• YOUR ASSIGNMENT
Could you update the passage on school assessment stages, starting at "Often, the school" and ending at "may be required.", so that "assistant principal" is replaced with "vice principal"?

• PROVIDED TEXT
◆ ◆ ◆ ◆ ◆ ◆ ◆
Often, the school guidance counselor, school resource teacher, or assistant principal may observe the child at this stage to suggest different strategies based on their observations. Some school districts may require that several parent interviews, interventions, and observations be completed prior to initiating a request for formal psychological assessment. Ultimately, information from these assessments or observations is shared with parents during an educational meeting held to discuss whether a more formal psychological assessment may be required.
Stage Three When the school team requires more specific information about a child's learning or emotional problems, or a parent requests an initial evaluation, then a referral for psychological assessment may be initiated (after parent permission is obtained). Once all the evaluations are completed by the diagnostic team (special education teachers, curriculum specialist, guidance counselor, school psychologist, speech pathologist), the various professionals meet with the parents to share the results of their individual evaluations (this can be done individually or as a group). Ultimately, the diagnostic team presents the evaluation results and recommendations to the staffing specialist who presides over the staffing team committee meeting where the decision is made regarding whether special education and related services are warranted. Under IDEA 2004, parents must be notified of this meeting (often called the staffing meeting or eligibility meeting) two weeks prior to the meeting date.
◆ ◆ ◆ ◆ ◆ ◆ ◆
• RECORDS PROVIDED
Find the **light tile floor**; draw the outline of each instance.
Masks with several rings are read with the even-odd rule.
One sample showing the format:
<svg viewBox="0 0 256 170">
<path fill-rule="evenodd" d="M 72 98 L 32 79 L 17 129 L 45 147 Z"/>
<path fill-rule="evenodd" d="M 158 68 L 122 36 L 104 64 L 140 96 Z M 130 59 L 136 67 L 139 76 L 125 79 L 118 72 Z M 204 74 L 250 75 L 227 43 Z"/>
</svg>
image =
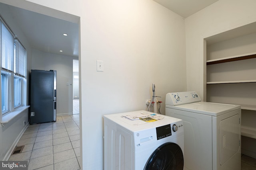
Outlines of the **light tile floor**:
<svg viewBox="0 0 256 170">
<path fill-rule="evenodd" d="M 27 160 L 29 170 L 80 169 L 79 115 L 58 116 L 56 122 L 30 125 L 9 160 Z"/>
<path fill-rule="evenodd" d="M 256 170 L 256 159 L 242 155 L 241 170 Z"/>
</svg>

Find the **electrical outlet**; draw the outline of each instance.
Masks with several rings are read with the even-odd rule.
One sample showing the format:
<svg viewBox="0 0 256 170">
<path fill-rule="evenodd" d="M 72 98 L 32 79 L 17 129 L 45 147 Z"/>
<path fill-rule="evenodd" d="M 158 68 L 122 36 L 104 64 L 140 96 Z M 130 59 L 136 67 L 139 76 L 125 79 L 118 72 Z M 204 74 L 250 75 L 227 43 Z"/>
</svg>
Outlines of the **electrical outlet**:
<svg viewBox="0 0 256 170">
<path fill-rule="evenodd" d="M 104 65 L 103 61 L 97 61 L 97 71 L 104 71 Z"/>
</svg>

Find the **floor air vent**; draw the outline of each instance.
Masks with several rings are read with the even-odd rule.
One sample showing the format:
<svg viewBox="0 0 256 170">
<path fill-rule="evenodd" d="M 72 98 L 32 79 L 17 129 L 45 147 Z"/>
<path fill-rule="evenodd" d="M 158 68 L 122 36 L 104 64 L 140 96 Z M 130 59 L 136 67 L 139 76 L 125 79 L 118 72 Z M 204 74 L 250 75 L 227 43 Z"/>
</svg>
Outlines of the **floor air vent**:
<svg viewBox="0 0 256 170">
<path fill-rule="evenodd" d="M 23 148 L 24 148 L 24 145 L 20 146 L 20 147 L 16 147 L 14 149 L 14 150 L 13 151 L 12 155 L 21 153 L 23 150 Z"/>
</svg>

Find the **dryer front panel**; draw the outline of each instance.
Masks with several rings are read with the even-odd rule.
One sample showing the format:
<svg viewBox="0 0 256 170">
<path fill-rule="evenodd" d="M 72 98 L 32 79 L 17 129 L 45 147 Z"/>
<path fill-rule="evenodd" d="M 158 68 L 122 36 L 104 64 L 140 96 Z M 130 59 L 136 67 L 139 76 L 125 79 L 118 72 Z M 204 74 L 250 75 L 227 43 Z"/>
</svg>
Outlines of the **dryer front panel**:
<svg viewBox="0 0 256 170">
<path fill-rule="evenodd" d="M 144 170 L 183 170 L 182 151 L 177 144 L 166 143 L 158 147 L 148 160 Z"/>
<path fill-rule="evenodd" d="M 240 120 L 238 114 L 220 123 L 220 165 L 224 164 L 240 147 Z"/>
</svg>

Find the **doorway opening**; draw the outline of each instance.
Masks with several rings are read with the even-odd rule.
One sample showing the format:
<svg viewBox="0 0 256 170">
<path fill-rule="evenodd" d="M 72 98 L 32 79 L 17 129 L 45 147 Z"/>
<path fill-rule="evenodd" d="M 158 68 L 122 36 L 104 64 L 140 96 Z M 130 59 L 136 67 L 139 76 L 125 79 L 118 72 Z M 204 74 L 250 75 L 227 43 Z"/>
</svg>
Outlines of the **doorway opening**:
<svg viewBox="0 0 256 170">
<path fill-rule="evenodd" d="M 79 61 L 73 60 L 73 114 L 79 114 Z"/>
</svg>

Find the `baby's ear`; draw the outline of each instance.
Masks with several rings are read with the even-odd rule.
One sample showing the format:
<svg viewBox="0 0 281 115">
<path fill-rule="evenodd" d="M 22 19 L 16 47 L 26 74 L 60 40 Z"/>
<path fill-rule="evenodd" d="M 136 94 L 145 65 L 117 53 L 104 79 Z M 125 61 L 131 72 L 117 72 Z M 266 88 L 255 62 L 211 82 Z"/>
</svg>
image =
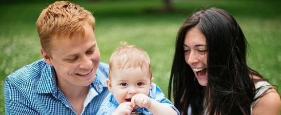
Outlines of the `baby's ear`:
<svg viewBox="0 0 281 115">
<path fill-rule="evenodd" d="M 107 86 L 107 88 L 108 88 L 108 90 L 110 92 L 111 92 L 111 88 L 112 88 L 112 85 L 111 84 L 111 82 L 110 82 L 110 80 L 109 79 L 106 79 L 106 85 Z"/>
<path fill-rule="evenodd" d="M 152 82 L 153 82 L 154 79 L 154 78 L 153 78 L 153 77 L 151 77 L 151 78 L 150 79 L 150 87 L 149 87 L 150 89 L 151 89 L 151 88 L 152 87 Z"/>
</svg>

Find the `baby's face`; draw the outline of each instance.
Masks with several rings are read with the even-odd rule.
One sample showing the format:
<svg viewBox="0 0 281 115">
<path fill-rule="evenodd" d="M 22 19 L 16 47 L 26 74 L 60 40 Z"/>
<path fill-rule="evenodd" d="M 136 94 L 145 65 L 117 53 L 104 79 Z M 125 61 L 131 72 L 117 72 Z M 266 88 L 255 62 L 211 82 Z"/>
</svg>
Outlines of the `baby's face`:
<svg viewBox="0 0 281 115">
<path fill-rule="evenodd" d="M 137 93 L 148 95 L 153 80 L 148 71 L 140 68 L 129 68 L 123 70 L 114 68 L 108 83 L 109 90 L 113 93 L 119 104 L 130 102 L 132 97 Z"/>
</svg>

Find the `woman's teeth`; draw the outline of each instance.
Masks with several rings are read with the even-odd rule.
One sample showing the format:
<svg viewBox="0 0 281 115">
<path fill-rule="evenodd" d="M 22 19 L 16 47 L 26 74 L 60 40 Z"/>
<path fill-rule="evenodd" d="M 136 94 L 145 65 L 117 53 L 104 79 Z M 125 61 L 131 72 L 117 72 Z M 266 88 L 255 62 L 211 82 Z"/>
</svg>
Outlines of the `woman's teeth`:
<svg viewBox="0 0 281 115">
<path fill-rule="evenodd" d="M 78 73 L 78 74 L 79 74 L 79 75 L 84 75 L 87 74 L 88 73 L 90 73 L 90 72 L 91 72 L 91 71 L 88 72 L 87 73 Z"/>
<path fill-rule="evenodd" d="M 198 71 L 202 71 L 202 70 L 205 69 L 206 68 L 194 68 L 194 69 L 192 69 L 192 70 L 193 70 L 195 72 L 198 72 Z"/>
</svg>

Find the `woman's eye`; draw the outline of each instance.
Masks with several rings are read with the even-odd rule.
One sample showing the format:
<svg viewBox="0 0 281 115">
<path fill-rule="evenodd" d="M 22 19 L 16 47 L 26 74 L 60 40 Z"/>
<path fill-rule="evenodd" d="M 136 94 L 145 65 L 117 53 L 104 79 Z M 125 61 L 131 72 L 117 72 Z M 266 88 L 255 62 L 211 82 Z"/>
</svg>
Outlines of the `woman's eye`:
<svg viewBox="0 0 281 115">
<path fill-rule="evenodd" d="M 93 50 L 91 50 L 91 51 L 88 51 L 86 52 L 86 53 L 87 53 L 87 54 L 92 54 L 93 52 L 94 52 Z"/>
<path fill-rule="evenodd" d="M 190 52 L 190 50 L 188 50 L 188 49 L 184 50 L 184 51 L 185 52 L 185 53 L 188 53 L 189 52 Z"/>
<path fill-rule="evenodd" d="M 144 83 L 143 83 L 142 82 L 138 82 L 138 83 L 137 83 L 137 84 L 136 85 L 138 85 L 138 86 L 142 86 L 142 85 L 144 85 Z"/>
<path fill-rule="evenodd" d="M 122 85 L 122 86 L 126 86 L 128 85 L 128 84 L 126 83 L 121 83 L 120 85 Z"/>
<path fill-rule="evenodd" d="M 204 54 L 208 51 L 207 50 L 198 50 L 198 52 L 201 54 Z"/>
</svg>

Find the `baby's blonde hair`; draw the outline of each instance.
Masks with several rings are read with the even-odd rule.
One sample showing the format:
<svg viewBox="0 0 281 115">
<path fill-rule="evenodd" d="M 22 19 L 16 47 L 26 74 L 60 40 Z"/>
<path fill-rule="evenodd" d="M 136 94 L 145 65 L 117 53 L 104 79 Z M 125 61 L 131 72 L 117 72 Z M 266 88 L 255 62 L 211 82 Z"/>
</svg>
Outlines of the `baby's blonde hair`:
◆ ◆ ◆ ◆ ◆ ◆ ◆
• ANSWER
Often, the school guidance counselor, school resource teacher, or vice principal may observe the child at this stage to suggest different strategies based on their observations. Some school districts may require that several parent interviews, interventions, and observations be completed prior to initiating a request for formal psychological assessment. Ultimately, information from these assessments or observations is shared with parents during an educational meeting held to discuss whether a more formal psychological assessment may be required.